Please swap each "pin" in the data below for "marker" and keep everything else unchanged. Leave the pictures out of your answer.

Extracted data entries:

⟨

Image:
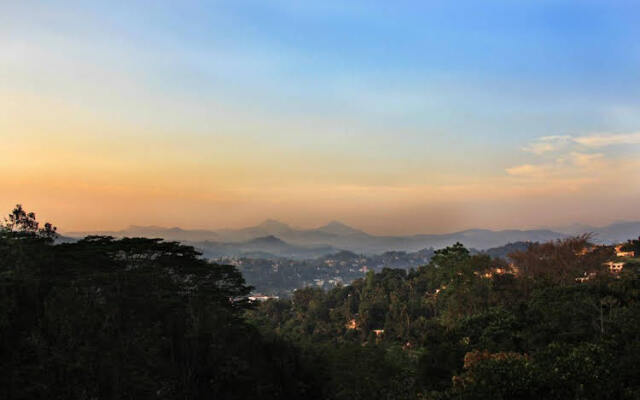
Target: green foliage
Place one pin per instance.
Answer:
(132, 318)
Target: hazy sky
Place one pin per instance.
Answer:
(392, 116)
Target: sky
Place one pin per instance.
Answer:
(395, 117)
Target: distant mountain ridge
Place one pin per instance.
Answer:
(277, 238)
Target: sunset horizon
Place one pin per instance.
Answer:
(397, 120)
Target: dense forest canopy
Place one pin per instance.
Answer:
(136, 318)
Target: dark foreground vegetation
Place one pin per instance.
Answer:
(146, 319)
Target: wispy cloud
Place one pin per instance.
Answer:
(547, 144)
(562, 156)
(608, 139)
(528, 170)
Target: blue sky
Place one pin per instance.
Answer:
(296, 93)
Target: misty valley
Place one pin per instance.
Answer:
(100, 317)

⟩

TASK RESULT:
Image:
Target: green foliage
Place one marker per instance.
Answer:
(132, 318)
Target: hazy sky
Place one marker per instance.
Answer:
(392, 116)
Target: sky
Place one marker per instance.
Answer:
(395, 117)
Target: distant mountain ridge
Place one marker per instance.
Answer:
(277, 238)
Target: sunset horizon
Place one marker per instance.
Answer:
(397, 120)
Target: dense forest canopy
Place one marker per instance.
Answer:
(136, 318)
Target: dark foreground vegetation
Place one marker per instance.
Answer:
(146, 319)
Target: wispy cloud
Place one marker per instance.
Answer:
(547, 144)
(562, 156)
(608, 139)
(528, 170)
Target: blue sky
Place one marker per instance.
Answer:
(296, 93)
Target: misty valley
Place one marker per instance.
Answer:
(100, 317)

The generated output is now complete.